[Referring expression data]
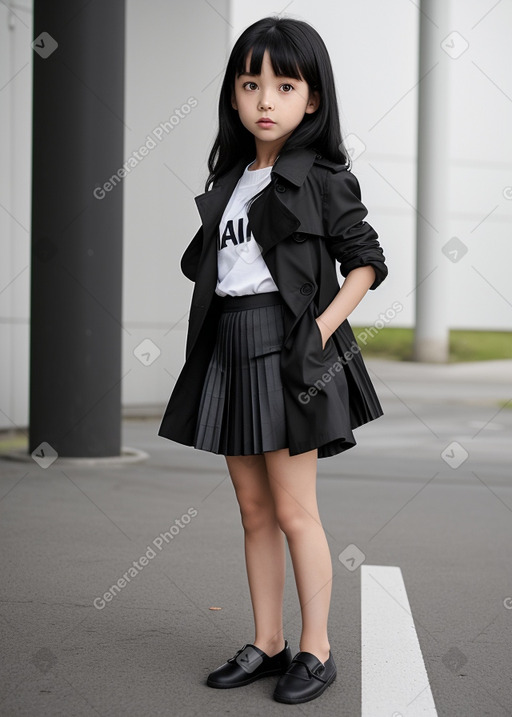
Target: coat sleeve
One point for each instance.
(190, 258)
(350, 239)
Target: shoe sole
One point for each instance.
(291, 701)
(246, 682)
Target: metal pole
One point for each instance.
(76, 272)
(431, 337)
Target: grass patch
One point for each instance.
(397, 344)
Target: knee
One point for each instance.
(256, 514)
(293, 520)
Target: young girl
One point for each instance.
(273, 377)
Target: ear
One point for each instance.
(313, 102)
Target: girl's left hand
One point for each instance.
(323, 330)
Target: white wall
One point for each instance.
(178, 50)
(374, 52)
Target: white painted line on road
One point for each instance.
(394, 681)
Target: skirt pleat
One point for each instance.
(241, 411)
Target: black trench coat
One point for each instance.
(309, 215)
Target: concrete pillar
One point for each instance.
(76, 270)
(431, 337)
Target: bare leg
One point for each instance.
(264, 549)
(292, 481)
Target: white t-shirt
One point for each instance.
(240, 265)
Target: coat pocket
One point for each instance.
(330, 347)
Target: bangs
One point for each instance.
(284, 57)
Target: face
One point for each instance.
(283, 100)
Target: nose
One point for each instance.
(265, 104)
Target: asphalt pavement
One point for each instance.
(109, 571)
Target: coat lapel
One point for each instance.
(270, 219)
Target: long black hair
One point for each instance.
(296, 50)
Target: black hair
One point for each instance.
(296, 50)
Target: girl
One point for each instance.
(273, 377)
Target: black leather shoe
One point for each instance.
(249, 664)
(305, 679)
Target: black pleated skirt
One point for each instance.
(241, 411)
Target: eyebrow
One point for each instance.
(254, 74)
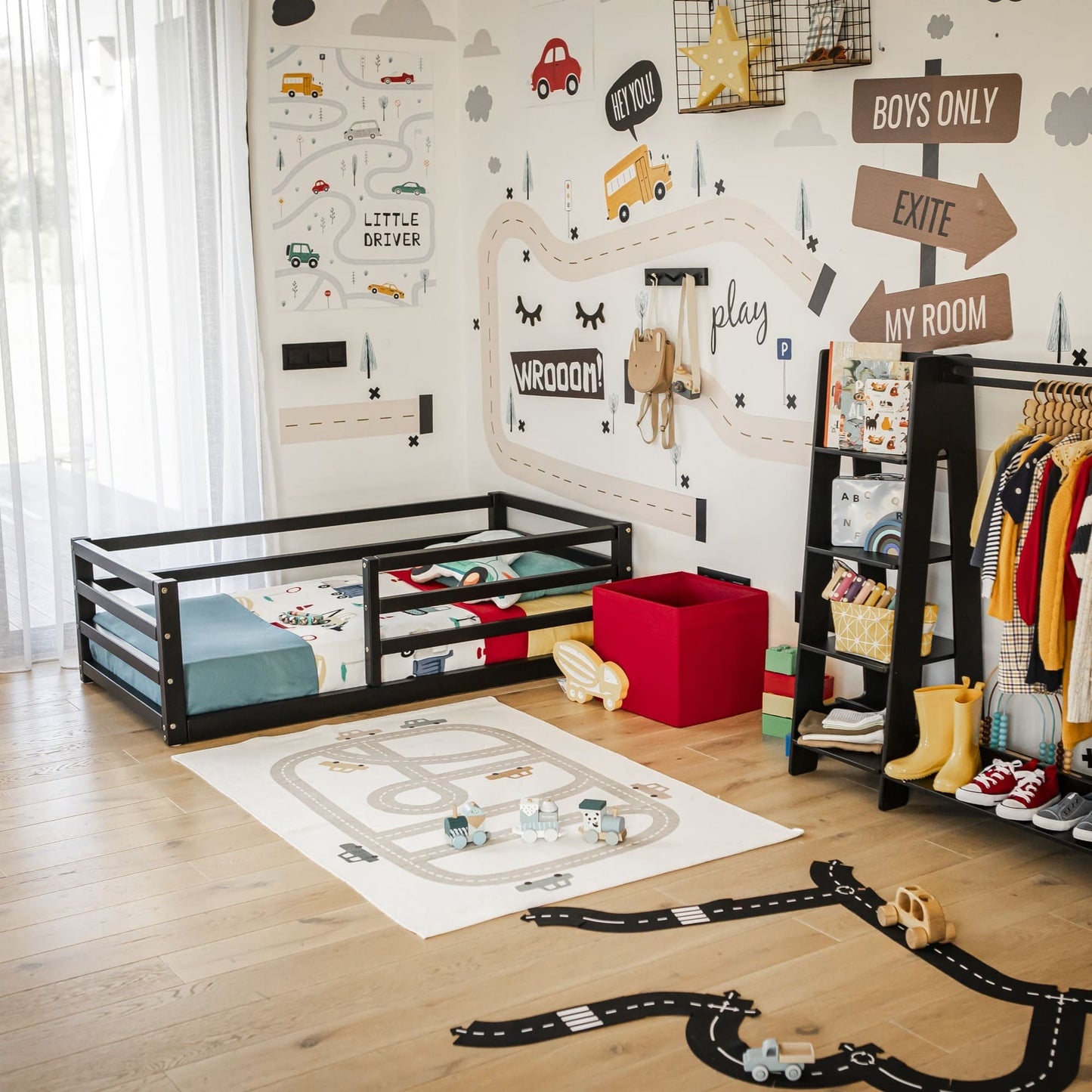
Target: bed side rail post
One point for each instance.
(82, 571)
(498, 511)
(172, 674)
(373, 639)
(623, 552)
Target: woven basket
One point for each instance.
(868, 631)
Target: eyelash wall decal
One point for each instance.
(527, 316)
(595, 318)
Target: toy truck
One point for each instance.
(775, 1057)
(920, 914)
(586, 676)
==
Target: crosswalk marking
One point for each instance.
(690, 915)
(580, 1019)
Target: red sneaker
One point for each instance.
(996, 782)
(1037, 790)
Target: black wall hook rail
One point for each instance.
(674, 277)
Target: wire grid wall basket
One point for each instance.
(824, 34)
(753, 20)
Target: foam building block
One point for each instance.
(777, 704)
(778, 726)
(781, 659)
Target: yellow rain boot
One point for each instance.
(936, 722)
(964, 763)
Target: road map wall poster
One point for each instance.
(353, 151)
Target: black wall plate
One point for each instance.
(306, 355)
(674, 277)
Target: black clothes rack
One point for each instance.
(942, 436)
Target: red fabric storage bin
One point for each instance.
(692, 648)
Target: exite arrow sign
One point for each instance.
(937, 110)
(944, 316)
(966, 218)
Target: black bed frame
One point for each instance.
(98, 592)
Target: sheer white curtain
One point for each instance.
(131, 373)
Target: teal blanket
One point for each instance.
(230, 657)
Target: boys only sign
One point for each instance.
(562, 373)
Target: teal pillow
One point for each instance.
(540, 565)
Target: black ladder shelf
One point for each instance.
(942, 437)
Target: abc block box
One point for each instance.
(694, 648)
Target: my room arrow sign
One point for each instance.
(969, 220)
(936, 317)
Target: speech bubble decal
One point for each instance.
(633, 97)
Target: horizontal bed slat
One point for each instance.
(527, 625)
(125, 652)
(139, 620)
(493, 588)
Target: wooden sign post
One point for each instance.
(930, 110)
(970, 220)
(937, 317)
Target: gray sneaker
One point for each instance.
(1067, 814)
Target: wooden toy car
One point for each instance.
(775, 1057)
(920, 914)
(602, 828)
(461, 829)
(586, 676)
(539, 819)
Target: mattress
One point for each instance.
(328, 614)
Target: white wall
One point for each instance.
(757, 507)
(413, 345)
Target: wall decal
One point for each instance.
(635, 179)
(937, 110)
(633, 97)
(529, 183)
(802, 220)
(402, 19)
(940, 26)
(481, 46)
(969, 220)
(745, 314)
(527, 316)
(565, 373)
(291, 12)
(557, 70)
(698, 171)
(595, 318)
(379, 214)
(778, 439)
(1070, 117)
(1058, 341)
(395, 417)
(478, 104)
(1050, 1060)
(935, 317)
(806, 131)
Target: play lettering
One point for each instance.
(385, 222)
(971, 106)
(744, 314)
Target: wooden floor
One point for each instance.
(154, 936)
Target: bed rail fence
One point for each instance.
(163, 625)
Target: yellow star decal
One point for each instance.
...
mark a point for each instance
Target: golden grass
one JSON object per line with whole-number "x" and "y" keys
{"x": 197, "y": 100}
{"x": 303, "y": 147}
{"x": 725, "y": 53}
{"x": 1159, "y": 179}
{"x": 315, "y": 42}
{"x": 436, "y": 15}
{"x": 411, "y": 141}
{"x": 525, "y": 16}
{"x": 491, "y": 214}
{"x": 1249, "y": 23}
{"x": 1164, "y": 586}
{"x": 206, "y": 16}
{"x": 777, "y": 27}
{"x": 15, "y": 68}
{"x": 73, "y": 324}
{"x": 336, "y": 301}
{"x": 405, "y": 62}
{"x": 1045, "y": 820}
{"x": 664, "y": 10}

## [To do]
From the records above, quote only the lines running from the line with "Target: white painted line on road" to the line with "Target: concrete pillar", both lines included.

## [Solution for this problem]
Target: white painted line on road
One point for each instance.
(394, 681)
Target: skirt pleat
One point for each instance.
(241, 411)
Target: black trench coat
One point for each instance.
(309, 215)
Target: concrete pillar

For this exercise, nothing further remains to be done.